**PAGE EXCERPT:**
┌──
By giving myself permission to take one mindful breath, multiple times a day, I set myself up for constant success. My one-mindful-breath-a-day challenge added up quickly, and became the fastest way to check back in with my body. One mindful breath acknowledges that I am indeed *here*, standing in the middle of the world, and taking in air. One mindful breath is a perfect set up for building self-satisfaction and self-esteem, too, because I usually remember to do it at least once a day, and often more.
2. Wake yourself up with something you love. You know what brings me back to my body? Listening to queer fronted punk bands. Knitting tiny stitches to make up whole hats and scarves and sweaters. Writing letters. Singing in my own punk bands. Masturbating. Taking a long shower. Getting a massage. Wrapping myself in a blanket like a burrito.
Incidentally, these are all things that I think of as safe, warm, comfortable, or just plain nice. Different sorts of trauma will cause disassociation around different things, and what you do to feel good and get back to yourself will undoubtedly be different than what I do. That’s okay! You do you, I’ll just be over here with my records and my knitting needles and my vibrator.
3. Go outside in the cold. This works particularly well if you’re in a place that is experiencing the dawn of winter.
So, little known fact, my best friend, Koji, is my first love and also a buddhist monk. Him and his partner, Michaela, own Mid-City Zen of New Orleans, and are wonderful incredible people, that are literally chock full of wisdom and good vibez. Once, in the very early moments of my recovery, I was talking to Koji about my depression and how it made recovering from my eating disorder feel almost impossible. I felt a complex and pervasive sadness no matter what the fuck I did, and it was hard to find the point of getting physically healthy when my brain just didn’t feel well. In response, he suggested I try to get cold.
The theory:
When one is outside, cold, a host of physical things happen. Our fingers and toes go numb. Our eyes tear. Our skin changes color, A simple warm hand on the back of a neck suddenly feels amazing. Essentially, the physical reminder that one is alive snaps us to, brings us out of our feelings and into our bodies.
I use this tactic constantly, even though it has been nearly TEN YEARS since the conversation (Koji, do you even remember suggesting this?). Point is, it works. There is even an extra bonus in the ecstacy of warming up after the cold.
4. Practice. When the mind disassociates it is protecting us from some shit that is almost certainly completely terrible. I am grateful that I don’t remember all the details of my various traumas. What I *do* recall is just plain sad and I honestly don’t like to focus on it too much. BUT! I am aware that I got very, very good at disassociation with practice, and now I will need to practice staying right here in my body to get good at not doing it.
When I find myself disassociating, I practice trying to stay put instead. I say nice things to myself. I thank my body and I thank my mind for serving me as they have and I challenge myself to stay present, just a little bit longer. I practice being present all throughout the day, so that in moments when I feel triggered I am well versed in the art of sitting with it. I give myself props, daily, for all the times when I stay right there with myself.
I go for progress, not perfection. Because I think it is worthwhile to be awake for my life, and I trust that doing the best I can do is bound to be good enough.
└──
**RECORDS PROVIDED:**
┌──
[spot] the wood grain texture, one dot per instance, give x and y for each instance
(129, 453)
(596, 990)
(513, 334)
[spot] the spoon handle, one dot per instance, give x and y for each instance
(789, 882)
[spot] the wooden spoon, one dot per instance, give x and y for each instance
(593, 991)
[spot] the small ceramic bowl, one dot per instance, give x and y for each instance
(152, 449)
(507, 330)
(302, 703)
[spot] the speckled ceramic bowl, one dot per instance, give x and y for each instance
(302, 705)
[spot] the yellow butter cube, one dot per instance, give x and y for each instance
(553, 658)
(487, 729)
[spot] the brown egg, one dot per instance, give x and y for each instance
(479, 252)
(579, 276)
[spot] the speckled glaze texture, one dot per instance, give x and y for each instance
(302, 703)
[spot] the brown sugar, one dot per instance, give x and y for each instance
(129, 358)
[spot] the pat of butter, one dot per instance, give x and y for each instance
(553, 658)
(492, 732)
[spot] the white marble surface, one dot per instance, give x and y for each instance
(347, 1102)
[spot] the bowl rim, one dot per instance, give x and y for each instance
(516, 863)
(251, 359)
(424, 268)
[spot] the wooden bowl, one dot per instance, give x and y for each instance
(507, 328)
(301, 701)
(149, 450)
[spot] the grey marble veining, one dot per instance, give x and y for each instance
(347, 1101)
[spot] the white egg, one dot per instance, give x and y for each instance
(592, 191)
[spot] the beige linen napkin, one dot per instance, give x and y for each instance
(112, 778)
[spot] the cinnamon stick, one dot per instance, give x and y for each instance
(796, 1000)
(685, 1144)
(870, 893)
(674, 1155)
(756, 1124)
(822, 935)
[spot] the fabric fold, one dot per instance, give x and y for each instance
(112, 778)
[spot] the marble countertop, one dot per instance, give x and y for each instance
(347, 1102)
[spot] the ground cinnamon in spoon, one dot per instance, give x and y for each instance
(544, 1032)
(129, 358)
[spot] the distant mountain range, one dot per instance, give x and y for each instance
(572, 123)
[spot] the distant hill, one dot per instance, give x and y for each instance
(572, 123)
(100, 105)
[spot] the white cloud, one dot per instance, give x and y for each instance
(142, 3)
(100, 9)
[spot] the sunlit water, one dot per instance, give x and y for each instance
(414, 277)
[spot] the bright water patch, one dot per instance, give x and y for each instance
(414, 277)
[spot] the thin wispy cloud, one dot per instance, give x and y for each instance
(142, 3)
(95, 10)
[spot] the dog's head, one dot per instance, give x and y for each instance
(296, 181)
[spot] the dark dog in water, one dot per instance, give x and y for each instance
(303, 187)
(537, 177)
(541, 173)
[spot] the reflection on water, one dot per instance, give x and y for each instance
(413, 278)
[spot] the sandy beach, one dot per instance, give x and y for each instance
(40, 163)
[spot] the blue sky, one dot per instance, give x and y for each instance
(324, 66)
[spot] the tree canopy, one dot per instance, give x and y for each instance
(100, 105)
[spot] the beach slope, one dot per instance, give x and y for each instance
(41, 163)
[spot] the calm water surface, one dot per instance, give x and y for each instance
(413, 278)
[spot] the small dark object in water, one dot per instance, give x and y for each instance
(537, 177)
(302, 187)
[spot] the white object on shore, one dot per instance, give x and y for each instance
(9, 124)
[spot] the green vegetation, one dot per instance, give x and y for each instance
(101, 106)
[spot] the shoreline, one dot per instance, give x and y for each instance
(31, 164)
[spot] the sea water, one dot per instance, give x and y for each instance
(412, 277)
└──
┌──
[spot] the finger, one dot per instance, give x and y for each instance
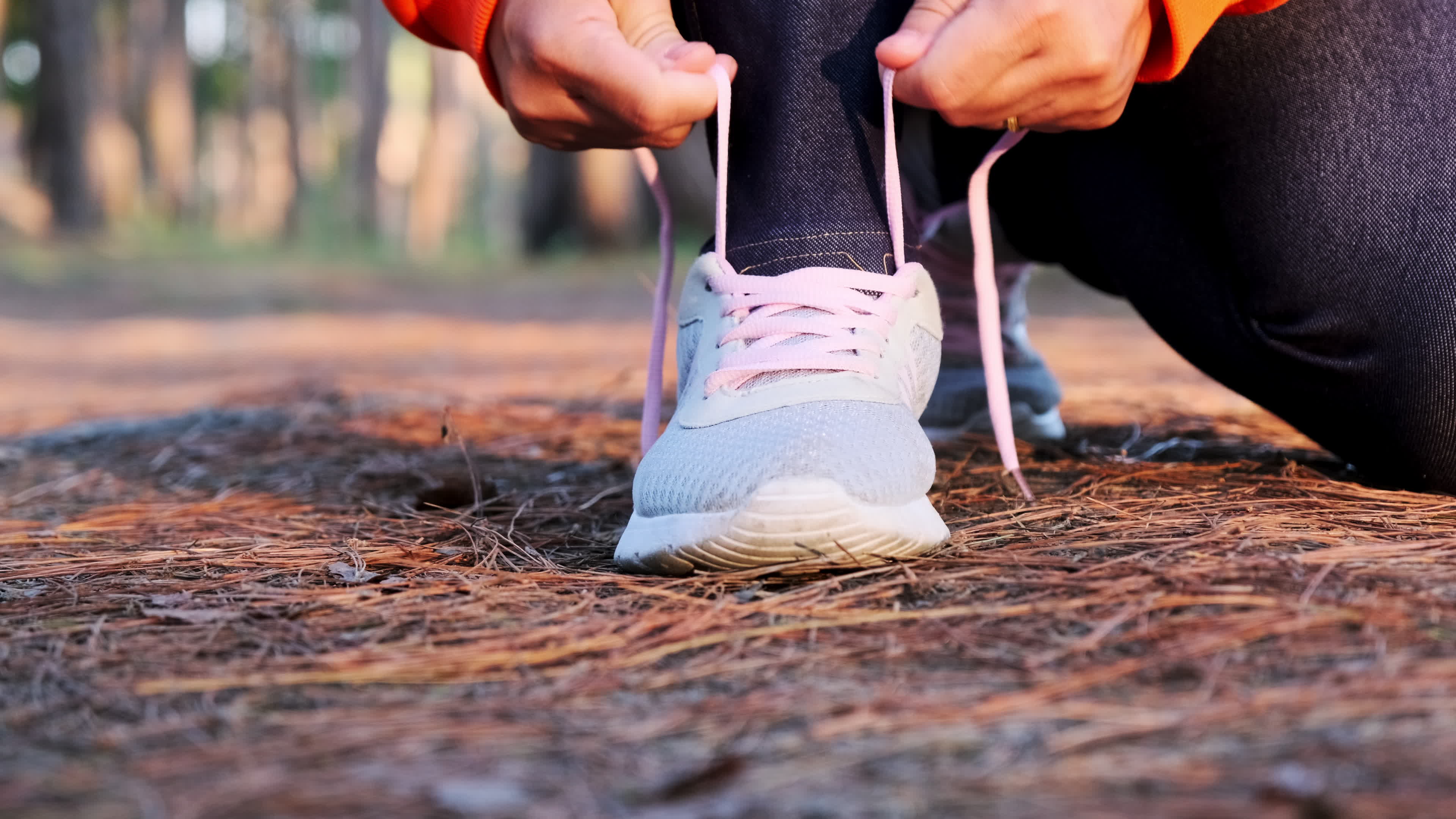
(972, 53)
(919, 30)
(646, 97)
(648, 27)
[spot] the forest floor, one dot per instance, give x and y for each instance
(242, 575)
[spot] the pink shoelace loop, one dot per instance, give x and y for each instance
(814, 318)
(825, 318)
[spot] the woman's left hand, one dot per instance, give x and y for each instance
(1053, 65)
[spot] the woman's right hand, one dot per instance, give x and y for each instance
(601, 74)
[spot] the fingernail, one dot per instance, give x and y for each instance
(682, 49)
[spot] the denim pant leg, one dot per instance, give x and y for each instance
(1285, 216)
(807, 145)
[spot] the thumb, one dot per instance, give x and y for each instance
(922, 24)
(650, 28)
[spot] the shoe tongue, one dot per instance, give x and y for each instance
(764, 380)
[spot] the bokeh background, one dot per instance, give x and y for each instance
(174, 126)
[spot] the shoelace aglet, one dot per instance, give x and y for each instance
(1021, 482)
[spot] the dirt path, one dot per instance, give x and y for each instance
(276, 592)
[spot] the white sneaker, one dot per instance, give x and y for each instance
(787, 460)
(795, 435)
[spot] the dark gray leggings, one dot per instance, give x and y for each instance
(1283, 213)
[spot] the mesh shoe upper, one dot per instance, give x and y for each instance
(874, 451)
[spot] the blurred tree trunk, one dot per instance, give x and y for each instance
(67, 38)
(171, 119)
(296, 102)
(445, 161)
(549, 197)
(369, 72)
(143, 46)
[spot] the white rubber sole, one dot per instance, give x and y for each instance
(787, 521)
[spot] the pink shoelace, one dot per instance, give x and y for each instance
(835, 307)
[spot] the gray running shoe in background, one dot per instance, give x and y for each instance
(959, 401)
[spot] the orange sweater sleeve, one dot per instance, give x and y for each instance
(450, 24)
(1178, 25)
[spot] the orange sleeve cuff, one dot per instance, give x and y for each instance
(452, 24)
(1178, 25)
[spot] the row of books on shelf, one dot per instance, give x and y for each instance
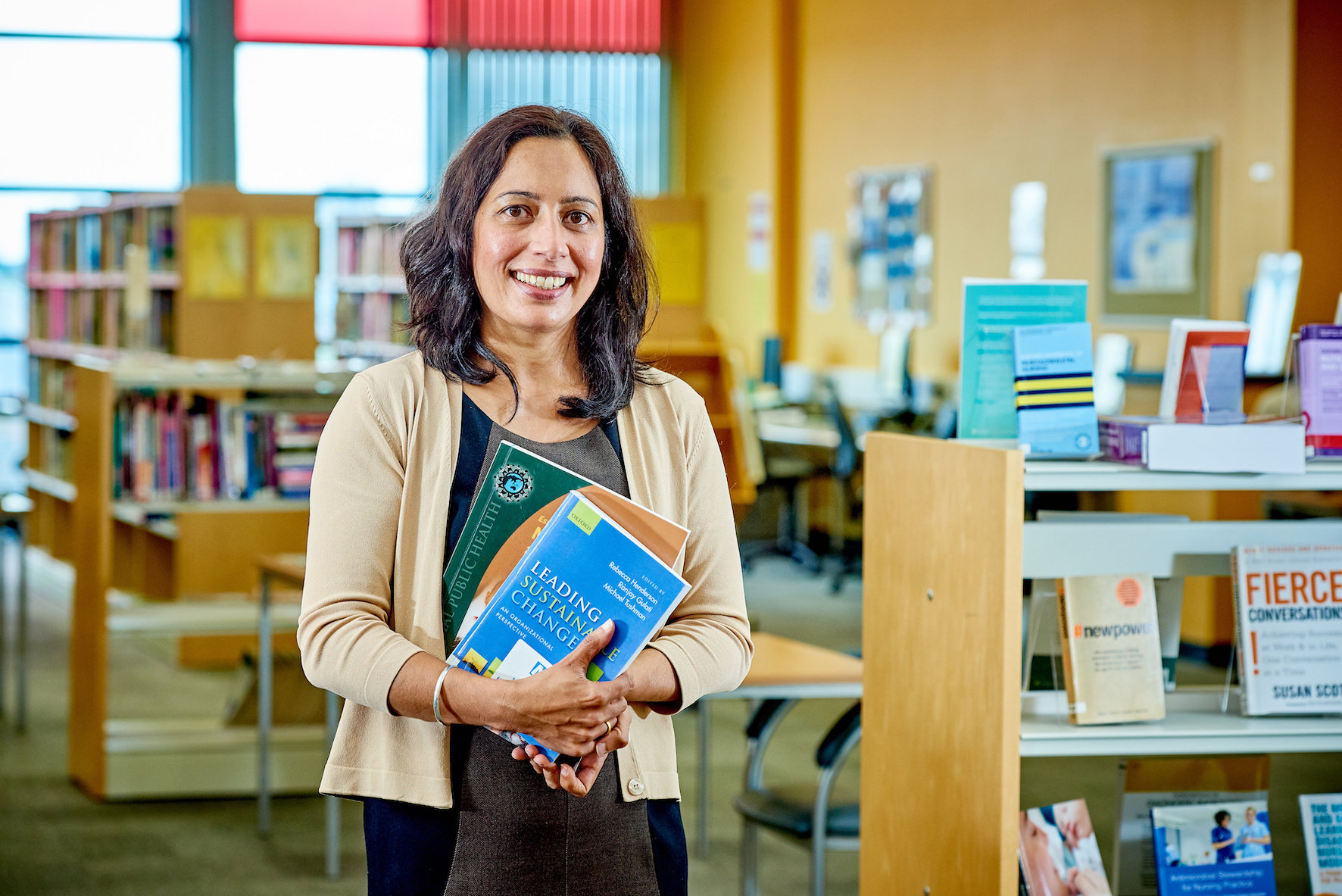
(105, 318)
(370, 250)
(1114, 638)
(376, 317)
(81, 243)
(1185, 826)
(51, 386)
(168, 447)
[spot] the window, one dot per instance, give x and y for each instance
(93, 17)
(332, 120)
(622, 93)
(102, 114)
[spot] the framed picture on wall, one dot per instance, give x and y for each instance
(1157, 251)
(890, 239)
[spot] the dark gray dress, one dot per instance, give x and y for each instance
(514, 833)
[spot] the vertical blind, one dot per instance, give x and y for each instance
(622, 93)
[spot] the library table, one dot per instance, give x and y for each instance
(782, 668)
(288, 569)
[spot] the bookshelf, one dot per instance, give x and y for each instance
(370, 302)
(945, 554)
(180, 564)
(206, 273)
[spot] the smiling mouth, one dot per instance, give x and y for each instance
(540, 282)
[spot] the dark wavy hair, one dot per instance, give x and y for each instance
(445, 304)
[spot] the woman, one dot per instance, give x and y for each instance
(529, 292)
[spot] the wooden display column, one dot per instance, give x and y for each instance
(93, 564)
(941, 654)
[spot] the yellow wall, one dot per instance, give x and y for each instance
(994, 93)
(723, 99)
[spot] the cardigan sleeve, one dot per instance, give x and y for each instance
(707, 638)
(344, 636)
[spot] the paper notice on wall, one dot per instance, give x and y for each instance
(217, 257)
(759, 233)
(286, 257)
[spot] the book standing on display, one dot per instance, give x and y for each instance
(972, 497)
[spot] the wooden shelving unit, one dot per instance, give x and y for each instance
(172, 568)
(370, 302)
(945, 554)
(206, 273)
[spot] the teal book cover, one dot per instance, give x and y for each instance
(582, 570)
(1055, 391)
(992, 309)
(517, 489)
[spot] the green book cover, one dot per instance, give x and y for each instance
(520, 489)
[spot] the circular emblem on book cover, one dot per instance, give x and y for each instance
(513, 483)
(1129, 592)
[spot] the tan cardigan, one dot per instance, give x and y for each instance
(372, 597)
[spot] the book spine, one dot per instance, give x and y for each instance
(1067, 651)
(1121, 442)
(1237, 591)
└──
┌──
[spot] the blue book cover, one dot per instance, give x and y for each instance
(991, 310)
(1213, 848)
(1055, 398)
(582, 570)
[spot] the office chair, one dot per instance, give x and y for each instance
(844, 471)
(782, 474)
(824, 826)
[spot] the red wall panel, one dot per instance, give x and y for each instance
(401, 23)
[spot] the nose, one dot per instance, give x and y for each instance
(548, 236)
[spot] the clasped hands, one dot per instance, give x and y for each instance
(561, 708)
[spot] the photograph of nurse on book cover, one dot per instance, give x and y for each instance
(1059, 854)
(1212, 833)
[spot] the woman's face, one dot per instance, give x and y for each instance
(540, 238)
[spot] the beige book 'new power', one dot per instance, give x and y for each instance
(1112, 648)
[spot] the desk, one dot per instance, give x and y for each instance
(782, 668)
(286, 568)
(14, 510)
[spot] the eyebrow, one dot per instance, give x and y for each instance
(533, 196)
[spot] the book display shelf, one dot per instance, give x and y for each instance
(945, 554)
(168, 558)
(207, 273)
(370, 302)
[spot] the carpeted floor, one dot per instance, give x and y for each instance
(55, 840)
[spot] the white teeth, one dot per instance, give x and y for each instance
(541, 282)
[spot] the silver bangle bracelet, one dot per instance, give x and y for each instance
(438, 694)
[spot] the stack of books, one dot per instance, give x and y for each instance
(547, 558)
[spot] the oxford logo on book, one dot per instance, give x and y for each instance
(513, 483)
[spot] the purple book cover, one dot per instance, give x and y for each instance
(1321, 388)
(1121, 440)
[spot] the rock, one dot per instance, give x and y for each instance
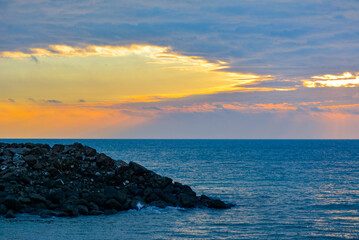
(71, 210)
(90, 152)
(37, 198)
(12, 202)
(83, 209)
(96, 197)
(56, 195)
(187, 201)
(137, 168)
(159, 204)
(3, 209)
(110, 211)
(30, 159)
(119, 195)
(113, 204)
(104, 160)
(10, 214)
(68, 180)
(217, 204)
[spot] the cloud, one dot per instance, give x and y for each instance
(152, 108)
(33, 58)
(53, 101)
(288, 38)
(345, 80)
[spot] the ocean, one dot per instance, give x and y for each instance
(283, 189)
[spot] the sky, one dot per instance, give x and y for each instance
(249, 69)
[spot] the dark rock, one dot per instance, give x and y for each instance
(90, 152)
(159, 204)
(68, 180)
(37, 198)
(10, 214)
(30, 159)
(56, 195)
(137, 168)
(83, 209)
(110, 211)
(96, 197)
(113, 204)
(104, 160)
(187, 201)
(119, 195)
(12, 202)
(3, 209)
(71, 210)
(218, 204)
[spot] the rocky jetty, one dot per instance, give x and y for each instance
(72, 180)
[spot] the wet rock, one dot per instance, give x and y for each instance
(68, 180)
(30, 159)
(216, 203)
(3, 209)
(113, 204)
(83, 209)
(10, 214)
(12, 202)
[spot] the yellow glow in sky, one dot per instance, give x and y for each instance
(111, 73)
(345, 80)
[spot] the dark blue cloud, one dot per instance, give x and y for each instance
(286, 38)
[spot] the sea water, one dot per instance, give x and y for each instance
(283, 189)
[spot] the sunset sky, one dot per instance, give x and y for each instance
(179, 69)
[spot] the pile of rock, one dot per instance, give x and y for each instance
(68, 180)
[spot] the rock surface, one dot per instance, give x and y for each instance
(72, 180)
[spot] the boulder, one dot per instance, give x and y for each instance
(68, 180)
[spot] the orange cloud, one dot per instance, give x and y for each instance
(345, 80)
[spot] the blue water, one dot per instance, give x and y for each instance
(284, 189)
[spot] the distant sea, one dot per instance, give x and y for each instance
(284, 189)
└──
**TASK LIST:**
1 - Edit the passage of the text on returning to the body that runs from "Incidentally, these are" up to and including "and my vibrator.", changing "knitting needles" to "crochet hooks".
2 - In the text on returning to the body, what do Koji and Michaela own?

**TASK ANSWERS:**
1 -
Incidentally, these are all things that I think of as safe, warm, comfortable, or just plain nice. Different sorts of trauma will cause disassociation around different things, and what you do to feel good and get back to yourself will undoubtedly be different than what I do. That’s okay! You do you, I’ll just be over here with my records and my crochet hooks and my vibrator.

2 - Mid-City Zen of New Orleans.